◆ Exercise details ◆
Present the lines below as a Markdown table with a "Row" column holding the row number and a "Text" column holding the line, and leave out any blank lines.

(Lines listed in a dataset)
━━━━━━━━━━━━━━━━━━━━━━━━━━━━━━
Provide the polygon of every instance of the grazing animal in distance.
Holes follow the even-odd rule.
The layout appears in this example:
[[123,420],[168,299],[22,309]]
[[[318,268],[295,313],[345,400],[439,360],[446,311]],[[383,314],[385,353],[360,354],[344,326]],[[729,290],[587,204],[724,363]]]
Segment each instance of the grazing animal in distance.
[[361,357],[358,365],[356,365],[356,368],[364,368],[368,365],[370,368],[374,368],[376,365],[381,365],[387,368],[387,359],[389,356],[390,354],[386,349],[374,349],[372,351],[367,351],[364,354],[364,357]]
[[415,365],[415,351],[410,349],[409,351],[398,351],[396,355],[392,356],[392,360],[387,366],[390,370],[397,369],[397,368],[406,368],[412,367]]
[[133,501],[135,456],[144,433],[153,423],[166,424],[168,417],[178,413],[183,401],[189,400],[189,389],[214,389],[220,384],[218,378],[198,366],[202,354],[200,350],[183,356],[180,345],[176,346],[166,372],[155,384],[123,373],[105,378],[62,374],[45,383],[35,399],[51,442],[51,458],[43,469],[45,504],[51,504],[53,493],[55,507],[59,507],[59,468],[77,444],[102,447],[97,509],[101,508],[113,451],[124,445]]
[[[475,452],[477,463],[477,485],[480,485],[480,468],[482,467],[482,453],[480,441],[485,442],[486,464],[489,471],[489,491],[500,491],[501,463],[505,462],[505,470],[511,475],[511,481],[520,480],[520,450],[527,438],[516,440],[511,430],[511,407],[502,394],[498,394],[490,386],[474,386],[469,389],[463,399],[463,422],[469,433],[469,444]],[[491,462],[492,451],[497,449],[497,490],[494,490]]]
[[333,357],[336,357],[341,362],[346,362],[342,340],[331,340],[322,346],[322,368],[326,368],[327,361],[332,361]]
━━━━━━━━━━━━━━━━━━━━━━━━━━━━━━
◆ Completed exercise ◆
| Row | Text |
|---|---|
| 1 | Provide the polygon of every instance of the grazing animal in distance. |
| 2 | Holes follow the even-odd rule. |
| 3 | The layout appears in this example: |
| 4 | [[123,420],[168,299],[22,309]] |
| 5 | [[[318,268],[295,313],[345,400],[439,360],[446,311]],[[383,314],[385,353],[360,354],[344,326]],[[729,290],[587,204],[724,363]]] |
| 6 | Segment each instance of the grazing animal in distance. |
| 7 | [[361,357],[358,365],[356,365],[356,368],[364,368],[368,365],[370,368],[374,368],[376,365],[381,365],[387,368],[387,359],[389,356],[390,354],[386,349],[374,349],[372,351],[367,351],[364,354],[364,357]] |
| 8 | [[415,365],[415,351],[410,349],[409,351],[398,351],[396,355],[392,356],[392,360],[387,366],[390,370],[397,369],[397,368],[406,368],[412,367]] |
| 9 | [[133,501],[135,456],[144,433],[153,423],[166,424],[168,417],[178,413],[183,401],[189,400],[189,389],[214,389],[220,384],[218,378],[198,366],[202,354],[200,350],[183,356],[180,345],[176,346],[166,372],[155,384],[123,373],[105,378],[62,374],[45,383],[35,399],[51,442],[51,458],[43,469],[45,504],[51,504],[53,493],[55,507],[59,507],[59,468],[77,444],[102,447],[97,509],[101,508],[113,451],[124,445]] |
| 10 | [[[475,452],[477,463],[477,485],[480,485],[480,468],[482,467],[482,453],[480,441],[485,442],[486,464],[489,471],[489,491],[500,491],[501,463],[505,462],[505,470],[511,475],[511,481],[520,480],[520,450],[527,438],[516,440],[511,430],[511,407],[502,394],[498,394],[490,386],[474,386],[469,389],[463,399],[463,422],[469,433],[469,444]],[[491,462],[492,451],[497,449],[497,490],[494,490]]] |
| 11 | [[333,357],[336,357],[341,362],[346,362],[342,340],[331,340],[322,346],[322,368],[326,368],[327,361],[332,361]] |